_Fragmento facilitado_
Durante la revolución industrial, los
nuevos medios de transporte, con el ferrocarril a la cabeza, marcaron
un antes y un después en la manera de concebir las relaciones
comerciales entre la población occidental. Quién iba a decir que,
siglo y pico después, por nuestras latitudes, el transporte
cotidiano aún fuesen carros tirados por bestias, o las propias
bestias como soporte principal. Aquí seguíamos viendo por todas
partes la sempiterna imagen del anciano encaramado al burro, o al
mulo, y un constante ir y venir de burros y jinetes en locomoción
campestre, ajenos al devenir de un progreso que luego se nos
revelaría como un Judas disfrazado de moderno, como un fullero existencial,
dándonos el tocomocho más sutil y espurio de la historia.
Allá por los años setenta, fueron
llegando, de manera más o menos apreciable, tractores y camiones de las marcas Barreiro y Pegaso, pero no me extenderé mucho en ellos, pues
no son bienvenidos a estos menesteres literarios que aquí proso en
estos folios cibernéticos, en mi afán de cronista de aquellas cosas.
En aquel “tiempo de pulgas y
esperanza”, veíamos burros por todas partes..., burros cargados de
tarmas, de sacos de bellotas, de leña, de cántaros...; cargados
de toda la materia onerosa del
desaliento. Recuerdo aquellos
burros con haces de espigas, que los niños, sigilosamente,
hurtábamos al descuido del dueño; espigas que devorábamos dejando
una raspa de sardina vegetal, y la broma recurrente, luego, de
esconder la espiga pelada detrás de la espalda y preguntarle a otro
niño: “¿Hah vihtu a tu padri coratu?; y,
con sonrisa pícara, enseñarle el esqueleto de la misma y soltarle:
“Poh aquí tienih el retratu”.

_Extractos de datos_
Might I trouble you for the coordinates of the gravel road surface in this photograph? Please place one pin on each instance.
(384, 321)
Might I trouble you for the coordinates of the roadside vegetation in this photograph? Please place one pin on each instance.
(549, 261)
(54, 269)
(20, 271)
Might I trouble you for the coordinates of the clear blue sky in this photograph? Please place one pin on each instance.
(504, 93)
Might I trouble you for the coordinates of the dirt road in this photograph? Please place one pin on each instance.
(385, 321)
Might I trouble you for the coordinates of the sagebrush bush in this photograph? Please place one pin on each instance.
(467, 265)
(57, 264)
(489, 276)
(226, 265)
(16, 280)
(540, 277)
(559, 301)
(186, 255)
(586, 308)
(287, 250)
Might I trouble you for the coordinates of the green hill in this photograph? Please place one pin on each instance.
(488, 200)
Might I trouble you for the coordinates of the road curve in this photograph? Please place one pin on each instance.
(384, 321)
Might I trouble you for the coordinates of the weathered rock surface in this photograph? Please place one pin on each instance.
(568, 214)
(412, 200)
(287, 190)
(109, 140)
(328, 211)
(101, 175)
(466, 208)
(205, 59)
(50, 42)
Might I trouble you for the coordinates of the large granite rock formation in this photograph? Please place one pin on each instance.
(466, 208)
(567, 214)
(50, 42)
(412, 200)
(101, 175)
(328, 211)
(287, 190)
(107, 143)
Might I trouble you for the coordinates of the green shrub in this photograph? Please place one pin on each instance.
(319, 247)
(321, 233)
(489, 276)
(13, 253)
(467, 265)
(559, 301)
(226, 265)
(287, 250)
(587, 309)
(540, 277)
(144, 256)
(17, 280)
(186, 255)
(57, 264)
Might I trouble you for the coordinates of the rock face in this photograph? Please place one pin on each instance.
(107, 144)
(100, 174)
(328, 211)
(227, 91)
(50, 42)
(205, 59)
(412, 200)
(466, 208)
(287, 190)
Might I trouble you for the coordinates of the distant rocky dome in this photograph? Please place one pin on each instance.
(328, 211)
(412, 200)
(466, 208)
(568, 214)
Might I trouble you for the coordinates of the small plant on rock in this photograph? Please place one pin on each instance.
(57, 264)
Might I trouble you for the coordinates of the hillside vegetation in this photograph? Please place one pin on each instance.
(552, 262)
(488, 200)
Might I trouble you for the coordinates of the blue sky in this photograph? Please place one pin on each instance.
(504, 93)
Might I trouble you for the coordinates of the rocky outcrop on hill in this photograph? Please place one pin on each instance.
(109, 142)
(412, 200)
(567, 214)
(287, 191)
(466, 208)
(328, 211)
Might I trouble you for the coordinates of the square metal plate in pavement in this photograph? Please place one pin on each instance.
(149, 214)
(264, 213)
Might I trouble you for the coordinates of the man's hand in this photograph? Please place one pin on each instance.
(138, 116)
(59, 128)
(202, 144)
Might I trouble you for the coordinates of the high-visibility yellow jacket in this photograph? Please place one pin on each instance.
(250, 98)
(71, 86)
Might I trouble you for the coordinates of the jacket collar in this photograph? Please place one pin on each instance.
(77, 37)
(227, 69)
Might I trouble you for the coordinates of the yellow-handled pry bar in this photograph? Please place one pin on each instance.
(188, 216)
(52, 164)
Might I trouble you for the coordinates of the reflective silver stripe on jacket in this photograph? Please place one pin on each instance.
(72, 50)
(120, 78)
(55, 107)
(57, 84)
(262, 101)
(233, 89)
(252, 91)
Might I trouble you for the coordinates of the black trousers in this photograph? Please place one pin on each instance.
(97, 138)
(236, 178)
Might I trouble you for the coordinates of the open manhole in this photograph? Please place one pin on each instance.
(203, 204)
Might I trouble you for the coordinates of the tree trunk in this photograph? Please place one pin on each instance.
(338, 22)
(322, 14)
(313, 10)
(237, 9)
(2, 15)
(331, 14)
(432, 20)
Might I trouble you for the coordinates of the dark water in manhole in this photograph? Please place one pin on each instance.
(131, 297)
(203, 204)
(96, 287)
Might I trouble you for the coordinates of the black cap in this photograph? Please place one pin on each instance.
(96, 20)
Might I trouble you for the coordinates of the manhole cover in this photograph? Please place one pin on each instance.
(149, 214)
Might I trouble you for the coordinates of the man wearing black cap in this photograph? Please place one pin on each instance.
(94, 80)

_Tareas requeridas_
1. Repite tal cual el pasaje del fragmento facilitado que empieza en las palabras "Durante la revolución" y termina con "de la historia.".
2. Según el fragmento facilitado, ¿por qué el autor no se detiene en los tractores y camiones que llegaron en los años setenta? Responde en una a tres oraciones.
3. Responde estas preguntas sobre el fragmento facilitado:
(a) ¿Qué medio de transporte iba a la cabeza de los nuevos medios durante la revolución industrial?
(b) ¿De qué marcas eran los tractores y camiones que llegaron en los años setenta?
(c) ¿Qué hurtaban los niños de los burros al descuido del dueño?

_Respuestas por tarea_
1.
Durante la revolución industrial, los
nuevos medios de transporte, con el ferrocarril a la cabeza, marcaron
un antes y un después en la manera de concebir las relaciones
comerciales entre la población occidental. Quién iba a decir que,
siglo y pico después, por nuestras latitudes, el transporte
cotidiano aún fuesen carros tirados por bestias, o las propias
bestias como soporte principal. Aquí seguíamos viendo por todas
partes la sempiterna imagen del anciano encaramado al burro, o al
mulo, y un constante ir y venir de burros y jinetes en locomoción
campestre, ajenos al devenir de un progreso que luego se nos
revelaría como un Judas disfrazado de moderno, como un fullero existencial,
dándonos el tocomocho más sutil y espurio de la historia.

2. El autor dice que no se extenderá en ellos porque no son bienvenidos a los menesteres literarios que escribe en esos folios cibernéticos. Su afán es el de cronista de aquellas cosas.

3.
(a) El ferrocarril.
(b) Barreiro y Pegaso.
(c) Espigas de los haces que cargaban los burros.